### [Texto para leitura]
━━━━━━

Por sua vez, tramitam na Câmara três
projetos versando sobre o tema. Todos falam em diminuição da população prisional. No entanto, tais proposições não visam alternativas à pena
privativa de liberdade, mas sim alternativas à própria liberdade.
Os projetos pretendem o uso de
dispositivos eletrônicos em condenados que cumprem pena nos regimes
aberto e semi-aberto, no livramento
condicional e em presos provisórios.
Ora, nas três primeiras situações,
os investigados ou condenados já gozam da liberdade, ainda que restringida no tempo e no espaço. A colocação
de dispositivos para o rastreamento
de seus passos representará, desse
modo, um "plus" no controle dos condenados, e não uma alternativa à privação da liberdade tendente a reduzir
a superpopulação prisional.
Em nenhum momento o monitoramento eletrônico se apresenta como
alternativa à prisão. Ele sempre aparece como acréscimo na privação ou
restrição à liberdade. Mesmo quando
aplicado aos presos provisórios, ficam
excluídos os que praticaram crimes
hediondos, com grave ameaça ou com
violência à pessoa. E, nesses casos, os
juizes já não concedem a liberdade
provisória. De modo que não há nenhum benefício com o monitoramento eletrônico. Exceto para a indústria
do controle do crime. Para essa, os benefícios econômicos são evidentes.
Mesmo que houvesse mudança legislativa efetivamente dirigida a substituir a pena reclusiva por um "cárcere virtual", ainda assim não é certo
que haveria uma desaceleração do
crescimento da população prisional.
Para constatar isso, basta recordar
que a ampliação do rol de crimes atingidos por penas alternativas não significou diminuição da pena privativa
de liberdade, ao contrário, a população carcerária continuou crescendo.

━━━━━━

### [Enunciado A]
De acordo com o texto sobre monitoramento eletrônico, quantos projetos sobre o tema tramitam na Câmara?
### [Enunciado B]
Devolva, sem nenhuma alteração, o trecho do texto sobre monitoramento eletrônico que vai de "Ora, nas três" até "a superpopulação prisional.", incluindo este último.
Os registros são um material à parte, independente do texto.

━━━━━━

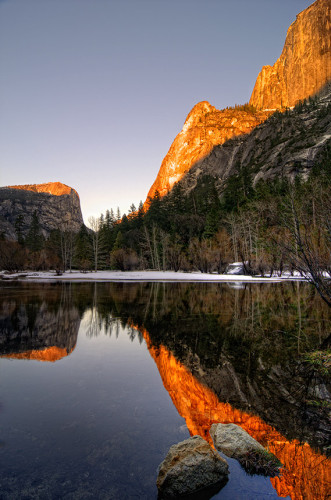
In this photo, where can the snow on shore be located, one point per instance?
(143, 276)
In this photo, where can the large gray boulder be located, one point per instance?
(191, 468)
(233, 441)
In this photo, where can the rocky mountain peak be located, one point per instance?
(205, 127)
(57, 207)
(302, 70)
(304, 66)
(55, 188)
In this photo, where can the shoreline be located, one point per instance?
(144, 276)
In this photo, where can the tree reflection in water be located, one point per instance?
(224, 354)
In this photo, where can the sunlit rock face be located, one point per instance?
(55, 188)
(304, 65)
(57, 207)
(204, 128)
(306, 473)
(303, 68)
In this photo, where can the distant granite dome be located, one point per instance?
(304, 66)
(56, 188)
(57, 206)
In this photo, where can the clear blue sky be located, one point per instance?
(93, 92)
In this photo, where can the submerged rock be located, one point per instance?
(236, 443)
(233, 441)
(191, 468)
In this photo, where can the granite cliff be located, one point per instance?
(57, 207)
(205, 127)
(304, 66)
(287, 144)
(303, 69)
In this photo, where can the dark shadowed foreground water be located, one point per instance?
(99, 380)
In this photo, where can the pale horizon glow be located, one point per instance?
(92, 93)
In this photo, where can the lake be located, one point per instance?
(98, 380)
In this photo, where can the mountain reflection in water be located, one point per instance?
(224, 355)
(306, 474)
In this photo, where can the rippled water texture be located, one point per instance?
(98, 380)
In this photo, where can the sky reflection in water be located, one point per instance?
(96, 423)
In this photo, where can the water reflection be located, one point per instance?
(224, 355)
(306, 473)
(42, 326)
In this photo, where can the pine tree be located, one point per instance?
(35, 241)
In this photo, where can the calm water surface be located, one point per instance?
(99, 380)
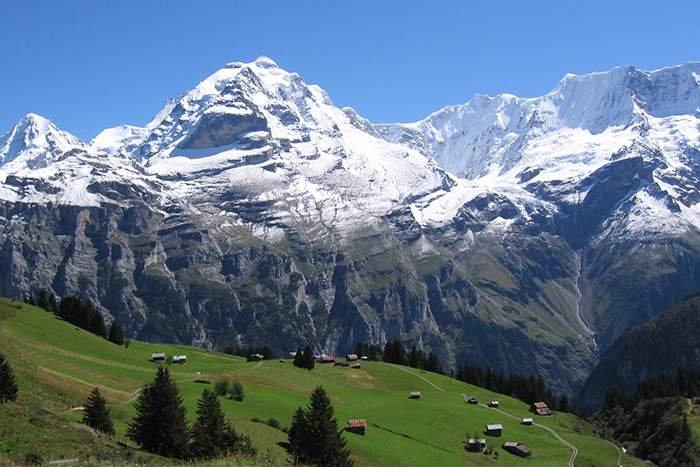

━━━━━━

### [Resposta A]
Tramitam na Câmara três projetos sobre o tema.

### [Resposta B]
Ora, nas três primeiras situações,
os investigados ou condenados já gozam da liberdade, ainda que restringida no tempo e no espaço. A colocação
de dispositivos para o rastreamento
de seus passos representará, desse
modo, um "plus" no controle dos condenados, e não uma alternativa à privação da liberdade tendente a reduzir
a superpopulação prisional.